---------- RECORDS FOR THE TASK
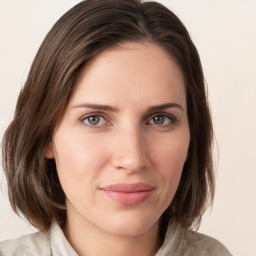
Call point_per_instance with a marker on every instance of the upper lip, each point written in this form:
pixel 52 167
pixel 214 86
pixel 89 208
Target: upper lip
pixel 128 187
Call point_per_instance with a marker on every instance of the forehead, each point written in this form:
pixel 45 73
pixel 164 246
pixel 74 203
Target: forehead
pixel 131 72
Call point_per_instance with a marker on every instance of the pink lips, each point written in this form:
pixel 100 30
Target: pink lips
pixel 128 194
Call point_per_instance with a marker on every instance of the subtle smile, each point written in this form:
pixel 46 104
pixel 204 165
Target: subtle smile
pixel 128 194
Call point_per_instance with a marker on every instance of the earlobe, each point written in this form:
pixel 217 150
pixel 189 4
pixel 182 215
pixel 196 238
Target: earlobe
pixel 49 153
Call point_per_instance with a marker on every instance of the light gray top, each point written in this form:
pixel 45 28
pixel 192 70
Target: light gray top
pixel 54 243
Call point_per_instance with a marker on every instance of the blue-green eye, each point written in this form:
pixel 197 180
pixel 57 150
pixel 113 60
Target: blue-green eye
pixel 161 120
pixel 94 120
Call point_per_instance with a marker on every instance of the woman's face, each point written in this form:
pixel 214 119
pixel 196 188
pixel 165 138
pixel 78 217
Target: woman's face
pixel 123 140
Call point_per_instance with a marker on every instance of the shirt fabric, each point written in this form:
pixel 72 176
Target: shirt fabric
pixel 54 243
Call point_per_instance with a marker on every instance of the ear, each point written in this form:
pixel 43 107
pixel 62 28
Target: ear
--------------------
Please rewrite all of the records above as a numbered list, skipping any blank lines. Leave the pictures out of your answer.

ANSWER:
1. Call point_per_instance with a marker on every instance of the upper lip, each point written in this form:
2. pixel 52 167
3. pixel 214 86
4. pixel 89 208
5. Target: upper lip
6. pixel 128 187
7. Call point_per_instance with a marker on every instance of the forehead, each point written in this form:
8. pixel 45 73
9. pixel 164 246
10. pixel 74 203
11. Target: forehead
12. pixel 131 72
13. Call point_per_instance with a marker on every instance of the pink lips, each point written in this form:
14. pixel 100 30
15. Target: pink lips
16. pixel 128 194
17. Call point_per_instance with a marker on every instance of the subtle smile, each point written in this form:
18. pixel 46 104
19. pixel 204 165
20. Target: subtle smile
21. pixel 128 194
22. Call point_per_instance with a marker on every instance of the earlobe, each point written in this form:
23. pixel 217 150
24. pixel 189 4
25. pixel 182 215
26. pixel 196 238
27. Target: earlobe
28. pixel 49 153
29. Call point_per_instance with a marker on every instance of the light gray top, each point written in this form:
30. pixel 45 28
31. pixel 192 70
32. Target: light gray top
33. pixel 54 243
34. Call point_per_instance with a marker on every instance of the blue-green eye, each point written in this form:
35. pixel 197 180
36. pixel 57 150
37. pixel 113 60
38. Target: blue-green eye
39. pixel 161 120
40. pixel 94 120
41. Call point_per_instance with a marker on every instance of the woman's face, each point written in this form:
42. pixel 214 119
43. pixel 196 188
44. pixel 165 138
45. pixel 78 217
46. Target: woman's face
47. pixel 123 140
48. Call point_per_instance with a marker on every instance of the shirt fabric, each point written in this form:
49. pixel 72 176
50. Target: shirt fabric
51. pixel 54 243
52. Call point_per_instance with a marker on every instance of the ear, each point written in this form:
53. pixel 43 107
54. pixel 62 28
55. Target: ear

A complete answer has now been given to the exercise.